**Required actions**
a. In the baseball fielding discussion, which group of hitters showed the only notable effect in the breakdowns for the Yankees?
b. Quote the baseball fielding discussion word for word, starting with "Thus, we look" and going on through "this is done.".
c. Render this sentence from the baseball fielding discussion into Spanish: "I don't know why the Yankees had this odd distribution."

**Reading text**
— start —

As for UZR, look in the "Articles" section of Primer for anything written by Lichtman.
* Use league assist/first base putout numbers to give a normal scatter of outs.
* Set those numbers to the team infield outs, so first basemen have the same percent of outs, second basemen have the same percent of outs and so on.
* Fix for left/right skew.
* Using skews we made from looking at PbP numbers, set hits for each fielder. For instance, we may set the shortstop hit percent to shortstop assists, plus one quarter of second baseman assists, plus one sixth of third baseman assists, as a percent of the team total of all these Frankenstats we made. We do this with the league numbers.
* Do this again with the team numbers.
* Somehow balance the two numbers.
Thus, we look at two numbers -- one of what we would think the team hit skew should be from league numbers and the handedness of its pitching staff (or opposing batter handedness), and one of how the outs fell against this one team.
As for doubles and triples, the fix in the end will be to look at old box scores and find out how many doubles and triples batters hit against each team. We can make formulae until this is done.
As I noted earlier in this series, the Yankees have an odd BIP distribution, skewed toward the holes on either side of the infield and away from the middle of the diamond. The PBP data suggests strongly that the Yankee 3Bs are covering the SS hole, and the 2Bs are covering the 2B hole. That leaves Jeter, most likely, shading toward the middle of the diamond - where there just aren't that many balls put into play.
I don't know why the Yankees had this odd distribution. I've noted elsewhere that pitchers generally don't have much to do with the distribution of BIP against them, but the ball distribution against the Yankees is defenitely skewed toward the right side much more than one might expect given the distribution of hitters facing them.
One can speculate that the Yankees might be well aware of Jeter's defensive deficiencies and are (a) positioning their defense and (b) charting their pitchers' patterns to reduce the likelihood that balls will be hit to Jeter. I certainly can't rule out that possibility, although the available evidence suggests that pitchers can not "pitch to the defense" consistently.
-- MWE
Is there a difference between Yankee stadium and other stadiums for Jeter and for his opponents?
Finally, is it only the Yankees, or do other teams also have weird distributions?
Great job again!
Is there a difference between Yankee stadium and other stadiums for Jeter and for his opponents?
Finally, is it only the Yankees, or do other teams also have weird distributions?
When I looked at the breakdowns for the Yankees, the only notable effect was for RH-hitters against the Yankee pitchers. LH-hitters had a more or less normal BIP distribution. There wasn't any one pitcher that stood out particularly, nor was there a home/away difference.
The one other notable odd distribution occurs in Fenway Park, where there are more balls hit to the left side then one might otherwise expect. That's likely to be related to the Green Monster. Ballparks with odd features that shorten a dimension to make it significantly less symmetric - Fenway, Minute Maid w/ the Crawford boxes, OP@CY with the RF scoreboard - appear to have some effect on the BIP distribution.
-- MWE
It should be ready before the end of January. I'll write an article describing the new methodology and present the results for at least the last 3 years (00-02).
At around the same time I'll present a revised version of Superlwts, including the new UZR's, as well as a description of all the Slwts categories...
And hey, pre-2000 will be mega-welcome too, then or eventually.
Mike, fascinating stuff, got other big guns percolating. Thanks!

— end —

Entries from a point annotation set

— start —

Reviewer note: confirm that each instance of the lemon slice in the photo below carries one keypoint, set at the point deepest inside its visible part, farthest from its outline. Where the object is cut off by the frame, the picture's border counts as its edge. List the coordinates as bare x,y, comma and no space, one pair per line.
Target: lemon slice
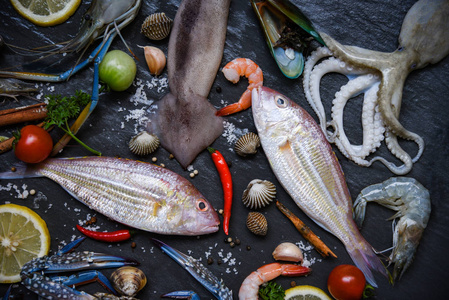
46,12
305,292
23,236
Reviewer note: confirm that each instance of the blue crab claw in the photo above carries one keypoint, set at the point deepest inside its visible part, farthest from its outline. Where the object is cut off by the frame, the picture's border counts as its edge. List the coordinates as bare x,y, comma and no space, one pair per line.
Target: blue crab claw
287,32
198,271
191,295
8,291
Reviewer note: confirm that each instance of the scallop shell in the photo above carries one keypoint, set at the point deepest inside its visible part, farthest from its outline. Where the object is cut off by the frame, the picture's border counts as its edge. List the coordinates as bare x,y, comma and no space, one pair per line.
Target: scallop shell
257,223
156,26
128,281
247,144
143,143
259,193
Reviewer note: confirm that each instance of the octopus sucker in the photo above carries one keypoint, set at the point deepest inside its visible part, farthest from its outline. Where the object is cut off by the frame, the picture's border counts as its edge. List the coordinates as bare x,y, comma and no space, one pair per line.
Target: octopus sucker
424,39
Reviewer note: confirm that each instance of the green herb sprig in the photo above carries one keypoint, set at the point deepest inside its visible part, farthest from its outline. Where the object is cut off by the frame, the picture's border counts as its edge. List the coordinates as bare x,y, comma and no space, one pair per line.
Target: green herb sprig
272,291
61,109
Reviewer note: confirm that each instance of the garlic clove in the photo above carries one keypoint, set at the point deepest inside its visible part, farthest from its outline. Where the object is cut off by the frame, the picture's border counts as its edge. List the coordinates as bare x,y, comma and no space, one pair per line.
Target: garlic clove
288,252
155,59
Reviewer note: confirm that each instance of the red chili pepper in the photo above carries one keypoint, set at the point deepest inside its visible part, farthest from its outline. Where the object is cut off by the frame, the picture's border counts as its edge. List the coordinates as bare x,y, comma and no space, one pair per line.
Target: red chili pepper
114,236
226,182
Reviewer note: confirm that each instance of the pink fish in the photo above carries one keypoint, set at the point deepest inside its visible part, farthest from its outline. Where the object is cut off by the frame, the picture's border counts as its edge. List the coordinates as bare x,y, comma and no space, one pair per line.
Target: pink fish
305,165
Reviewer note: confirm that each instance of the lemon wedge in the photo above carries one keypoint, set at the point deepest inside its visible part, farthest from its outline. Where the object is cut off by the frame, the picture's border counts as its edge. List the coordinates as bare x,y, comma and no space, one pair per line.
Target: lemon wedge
305,292
46,12
23,236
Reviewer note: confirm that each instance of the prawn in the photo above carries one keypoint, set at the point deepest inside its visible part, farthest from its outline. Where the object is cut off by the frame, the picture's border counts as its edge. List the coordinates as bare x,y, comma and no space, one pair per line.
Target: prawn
233,71
250,286
411,200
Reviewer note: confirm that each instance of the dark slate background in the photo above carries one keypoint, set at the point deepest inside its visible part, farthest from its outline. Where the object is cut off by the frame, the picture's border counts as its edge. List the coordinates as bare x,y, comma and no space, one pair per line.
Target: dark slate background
373,25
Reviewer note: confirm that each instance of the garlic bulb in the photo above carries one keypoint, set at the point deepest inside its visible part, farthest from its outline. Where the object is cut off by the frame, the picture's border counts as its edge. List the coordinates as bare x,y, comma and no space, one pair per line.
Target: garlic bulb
288,252
155,59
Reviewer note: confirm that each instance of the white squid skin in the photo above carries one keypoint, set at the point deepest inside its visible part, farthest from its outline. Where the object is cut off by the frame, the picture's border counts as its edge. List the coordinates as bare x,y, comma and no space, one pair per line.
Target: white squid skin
424,39
411,200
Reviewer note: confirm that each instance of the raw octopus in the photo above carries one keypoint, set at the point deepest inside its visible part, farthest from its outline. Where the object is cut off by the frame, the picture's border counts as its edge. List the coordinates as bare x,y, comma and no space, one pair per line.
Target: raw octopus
424,39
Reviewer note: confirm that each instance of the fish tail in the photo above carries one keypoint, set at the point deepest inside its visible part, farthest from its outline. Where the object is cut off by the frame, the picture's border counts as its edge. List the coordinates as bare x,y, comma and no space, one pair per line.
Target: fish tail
366,260
21,170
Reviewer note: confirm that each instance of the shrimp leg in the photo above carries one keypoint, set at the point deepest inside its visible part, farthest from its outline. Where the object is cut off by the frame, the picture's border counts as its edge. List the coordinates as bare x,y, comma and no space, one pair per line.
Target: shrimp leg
232,71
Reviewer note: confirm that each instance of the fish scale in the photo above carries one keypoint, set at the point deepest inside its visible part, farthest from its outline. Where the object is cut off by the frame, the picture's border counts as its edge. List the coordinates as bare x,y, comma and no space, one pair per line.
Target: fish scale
305,165
138,194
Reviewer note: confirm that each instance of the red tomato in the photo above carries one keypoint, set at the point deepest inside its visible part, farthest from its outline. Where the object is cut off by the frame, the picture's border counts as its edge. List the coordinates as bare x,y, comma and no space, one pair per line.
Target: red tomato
34,144
346,282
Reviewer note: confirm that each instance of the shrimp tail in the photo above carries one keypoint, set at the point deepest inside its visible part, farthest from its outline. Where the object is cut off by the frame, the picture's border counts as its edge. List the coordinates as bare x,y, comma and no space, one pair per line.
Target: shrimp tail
22,170
366,260
244,103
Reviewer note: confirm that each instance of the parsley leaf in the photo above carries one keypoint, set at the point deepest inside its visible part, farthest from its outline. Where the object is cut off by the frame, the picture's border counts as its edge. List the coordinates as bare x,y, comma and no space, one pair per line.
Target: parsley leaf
272,291
61,109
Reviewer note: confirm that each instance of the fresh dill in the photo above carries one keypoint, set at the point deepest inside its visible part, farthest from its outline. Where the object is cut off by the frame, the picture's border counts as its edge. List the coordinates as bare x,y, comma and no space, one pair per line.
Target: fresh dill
61,109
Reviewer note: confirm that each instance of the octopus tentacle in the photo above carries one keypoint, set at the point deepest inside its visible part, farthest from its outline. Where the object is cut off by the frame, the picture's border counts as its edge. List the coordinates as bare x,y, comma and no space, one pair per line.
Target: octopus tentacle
316,104
372,127
390,97
393,145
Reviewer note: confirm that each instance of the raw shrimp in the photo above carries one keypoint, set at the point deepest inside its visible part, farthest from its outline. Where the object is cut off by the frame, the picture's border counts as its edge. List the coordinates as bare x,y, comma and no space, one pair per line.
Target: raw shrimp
232,71
411,200
250,286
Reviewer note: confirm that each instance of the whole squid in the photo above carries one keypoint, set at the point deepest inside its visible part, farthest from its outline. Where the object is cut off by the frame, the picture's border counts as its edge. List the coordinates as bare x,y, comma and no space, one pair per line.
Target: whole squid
185,121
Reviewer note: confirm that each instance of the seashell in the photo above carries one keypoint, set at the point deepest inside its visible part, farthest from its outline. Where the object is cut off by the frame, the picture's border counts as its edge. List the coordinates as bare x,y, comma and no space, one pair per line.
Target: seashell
128,281
259,193
156,26
143,143
155,59
257,223
247,144
288,252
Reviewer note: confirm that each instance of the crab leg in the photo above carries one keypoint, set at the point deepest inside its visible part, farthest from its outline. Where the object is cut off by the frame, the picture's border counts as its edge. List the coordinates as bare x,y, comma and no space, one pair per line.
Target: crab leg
190,295
197,270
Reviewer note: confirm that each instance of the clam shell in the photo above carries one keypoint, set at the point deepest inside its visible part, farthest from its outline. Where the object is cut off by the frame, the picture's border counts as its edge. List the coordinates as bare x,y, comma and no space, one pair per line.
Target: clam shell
128,281
288,252
156,26
247,144
143,143
257,223
259,193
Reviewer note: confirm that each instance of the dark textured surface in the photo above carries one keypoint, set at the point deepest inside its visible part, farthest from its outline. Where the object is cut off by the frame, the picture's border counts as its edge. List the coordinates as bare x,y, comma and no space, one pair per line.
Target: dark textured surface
373,25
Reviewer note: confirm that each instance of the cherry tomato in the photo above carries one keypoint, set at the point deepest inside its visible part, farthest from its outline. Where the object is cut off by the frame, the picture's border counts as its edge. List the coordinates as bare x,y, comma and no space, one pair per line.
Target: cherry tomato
34,144
346,282
117,70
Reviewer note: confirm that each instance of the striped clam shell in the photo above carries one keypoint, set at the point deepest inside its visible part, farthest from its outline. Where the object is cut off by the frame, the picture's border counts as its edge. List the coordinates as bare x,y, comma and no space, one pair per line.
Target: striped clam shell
257,223
156,26
143,143
247,144
259,193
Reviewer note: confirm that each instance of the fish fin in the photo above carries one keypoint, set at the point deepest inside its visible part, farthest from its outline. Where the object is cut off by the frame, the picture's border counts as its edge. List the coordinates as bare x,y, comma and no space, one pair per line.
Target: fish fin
22,170
366,260
185,126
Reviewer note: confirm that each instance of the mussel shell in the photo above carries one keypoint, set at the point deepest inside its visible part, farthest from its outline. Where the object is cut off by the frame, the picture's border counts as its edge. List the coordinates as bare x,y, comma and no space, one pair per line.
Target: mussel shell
143,143
257,223
247,144
274,16
258,194
156,26
128,280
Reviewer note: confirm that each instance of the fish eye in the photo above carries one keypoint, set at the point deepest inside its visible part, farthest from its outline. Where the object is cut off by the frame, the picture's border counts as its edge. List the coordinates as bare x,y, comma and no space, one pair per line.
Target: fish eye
201,205
281,102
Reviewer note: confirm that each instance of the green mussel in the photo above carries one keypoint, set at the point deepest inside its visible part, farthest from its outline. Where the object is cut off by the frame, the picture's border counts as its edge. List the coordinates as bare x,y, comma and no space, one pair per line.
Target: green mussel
288,33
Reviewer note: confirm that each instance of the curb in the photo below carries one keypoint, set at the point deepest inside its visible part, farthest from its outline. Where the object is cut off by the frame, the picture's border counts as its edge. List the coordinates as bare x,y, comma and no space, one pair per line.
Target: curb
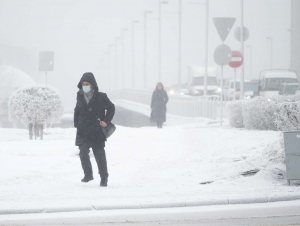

— end —

**Expected results**
a. Right-handed hitters facing the Yankee pitchers.

b.
Thus, we look at two numbers -- one of what we would think the team hit skew should be from league numbers and the handedness of its pitching staff (or opposing batter handedness), and one of how the outs fell against this one team.
As for doubles and triples, the fix in the end will be to look at old box scores and find out how many doubles and triples batters hit against each team. We can make formulae until this is done.

c. No sé por qué los Yankees tuvieron esta distribución extraña.